### Requirement 1
List every organization named in the passage about turtle exclusion devices.
### Requirement 2
According to the passage about turtle exclusion devices, how many nests had been counted by 2005?
### Requirement 3
Reproduce the part of the passage about turtle exclusion devices starting at "Getting technology to" and ending at "of Mexico habitat.".

### Text
Getting technology to solve sustainability challenges takes more than just smart ideas. It sometimes takes cajoling, patience, and sharp elbows. Take the turtle exclusion devices--called TEDs--which are specially designed metal gates that keep sea turtles out of shrimp nets. In 1985, there were only roughly 700 nests left in the Atlantic Kemp's Ridley turtle's Gulf of Mexico habitat.

To save the endangered species, the government forced fishers to use the TEDs despite much resistance; industry said the devices were unwieldy and reduced the number of shrimp they caught in nets. But in the years since, fishers have come to accept TEDs, having themselves helped improve their designs. The shrimp industry now even helps preserve beaches and support biology to preserve turtles. So how did TEDs eventually win over reticent fishermen?

Certain popular TEDs came from local inventors, said Lekelia Jenkins of Duke University. She gave a talk at AAAS about how technology to reduce so-called bycatch had made its way into boats. Local radio shows to which fishermen listened had sway as well. And Gary Graham, a professor and fisheries specialist with Texas Sea Grant College Program, has helped push videos to show fishing crews how to use the devices. "You guys are going to watch some X-rated movies," he tells the crews. "You might as well put something in that's educational."

There's the meetings too. "Councils, councils, councils--we need to work with [local fishing] councils," an earnest Washington bureaucrat with the National Marine Fisheries Service (NMFS) told the crowd. But Graham described how several sitdowns with similar NMFS officials over TEDs in the 1990's had been "very tense."  "Don't take it out on the NMFS guy," Graham said he told his fishermen colleagues. "You know, back off." By 2005, the species had rebounded with 10,000 counted nests, and TEDs have improved so that they barely hurt shrimp counts at all.

Point localization data
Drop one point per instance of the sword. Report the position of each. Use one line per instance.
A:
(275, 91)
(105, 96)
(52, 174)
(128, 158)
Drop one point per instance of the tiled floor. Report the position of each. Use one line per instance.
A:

### Task response 1
Duke University, AAAS, Texas Sea Grant College Program, National Marine Fisheries Service (NMFS)

### Task response 2
10,000 nests

### Task response 3
Getting technology to solve sustainability challenges takes more than just smart ideas. It sometimes takes cajoling, patience, and sharp elbows. Take the turtle exclusion devices--called TEDs--which are specially designed metal gates that keep sea turtles out of shrimp nets. In 1985, there were only roughly 700 nests left in the Atlantic Kemp's Ridley turtle's Gulf of Mexico habitat.